A doença e a evolução – Doença Mental e Psicologia

Da série “Doença Mental e Psicologia“.

Michel FoucaultApós entender que existe uma metapatologia rondando tanto as patologias mentais quanto as orgânicas, Foucault admite como tarefa libertar a psicologia de qualquer método que não seja adequado às doenças mentais. O objetivo de Foucault, no segundo capítulo de Doença Mental e Psicologia, é encontrar as condições específicas que tornaram possível o status da loucura como doença mental irredutível a qualquer outra.

Para isso, é necessário entender a doença da mente como algo produtora, além de delimitadora. O que isso significa? Aqui, Foucault toma como base os princípios de observação da doença que Canguilhem trabalhava, colocando em evidência sua ação positiva ao lado da negativa. Em que se constitui a negatividade da patologia mental? No apagamento de aptidões, amnésias, ações impossíveis para a personalidade doente. No entanto, o estudo até então da patologia mental esqueceu de considerar sua dimensão positiva: “a doença apaga, mas sublinha; abole de um lado, mas é para exaltar do outro; a essência da doença não está somente no vazio criado, mas também na plenitude positiva das atividades de substituição que vem preenche-lo”[1].

> _Registros do conjunto_:
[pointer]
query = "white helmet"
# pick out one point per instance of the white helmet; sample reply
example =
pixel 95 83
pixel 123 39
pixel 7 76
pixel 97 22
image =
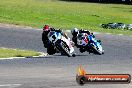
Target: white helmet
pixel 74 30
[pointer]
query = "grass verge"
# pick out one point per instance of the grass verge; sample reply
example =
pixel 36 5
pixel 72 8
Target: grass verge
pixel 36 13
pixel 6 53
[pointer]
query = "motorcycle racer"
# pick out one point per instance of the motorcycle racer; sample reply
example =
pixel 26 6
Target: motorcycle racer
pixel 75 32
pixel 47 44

--

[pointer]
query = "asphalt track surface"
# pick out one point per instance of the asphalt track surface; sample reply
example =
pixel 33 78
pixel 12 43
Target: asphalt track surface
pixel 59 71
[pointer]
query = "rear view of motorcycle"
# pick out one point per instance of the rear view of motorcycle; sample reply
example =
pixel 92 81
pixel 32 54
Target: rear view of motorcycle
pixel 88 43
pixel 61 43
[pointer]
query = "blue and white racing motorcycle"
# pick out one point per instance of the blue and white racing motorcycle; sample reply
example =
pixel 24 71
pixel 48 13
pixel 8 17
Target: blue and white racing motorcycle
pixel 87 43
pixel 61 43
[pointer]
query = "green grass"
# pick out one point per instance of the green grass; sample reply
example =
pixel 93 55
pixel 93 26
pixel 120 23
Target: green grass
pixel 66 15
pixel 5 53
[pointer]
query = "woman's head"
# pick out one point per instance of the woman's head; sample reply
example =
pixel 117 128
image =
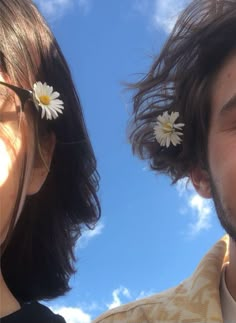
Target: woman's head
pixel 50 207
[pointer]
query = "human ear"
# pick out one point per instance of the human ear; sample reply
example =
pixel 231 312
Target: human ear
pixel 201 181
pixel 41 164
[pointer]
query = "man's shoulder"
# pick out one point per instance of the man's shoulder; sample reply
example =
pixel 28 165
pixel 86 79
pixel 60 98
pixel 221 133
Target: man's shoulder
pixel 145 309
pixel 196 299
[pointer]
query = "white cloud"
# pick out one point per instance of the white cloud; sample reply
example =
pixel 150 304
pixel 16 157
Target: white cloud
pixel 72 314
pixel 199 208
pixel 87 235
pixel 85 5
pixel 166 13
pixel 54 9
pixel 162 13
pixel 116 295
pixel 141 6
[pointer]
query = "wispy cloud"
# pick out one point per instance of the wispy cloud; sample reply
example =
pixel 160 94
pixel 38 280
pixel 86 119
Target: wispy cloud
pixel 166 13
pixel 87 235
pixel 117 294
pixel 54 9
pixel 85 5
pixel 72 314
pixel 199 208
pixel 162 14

> _Objetivo do exercício_:
Repita na íntegra o texto sobre a doença e a evolução, sem mudar nada.

> _Resposta esperada_:
A doença e a evolução – Doença Mental e Psicologia

Da série “Doença Mental e Psicologia“.

Michel FoucaultApós entender que existe uma metapatologia rondando tanto as patologias mentais quanto as orgânicas, Foucault admite como tarefa libertar a psicologia de qualquer método que não seja adequado às doenças mentais. O objetivo de Foucault, no segundo capítulo de Doença Mental e Psicologia, é encontrar as condições específicas que tornaram possível o status da loucura como doença mental irredutível a qualquer outra.

Para isso, é necessário entender a doença da mente como algo produtora, além de delimitadora. O que isso significa? Aqui, Foucault toma como base os princípios de observação da doença que Canguilhem trabalhava, colocando em evidência sua ação positiva ao lado da negativa. Em que se constitui a negatividade da patologia mental? No apagamento de aptidões, amnésias, ações impossíveis para a personalidade doente. No entanto, o estudo até então da patologia mental esqueceu de considerar sua dimensão positiva: “a doença apaga, mas sublinha; abole de um lado, mas é para exaltar do outro; a essência da doença não está somente no vazio criado, mas também na plenitude positiva das atividades de substituição que vem preenche-lo”[1].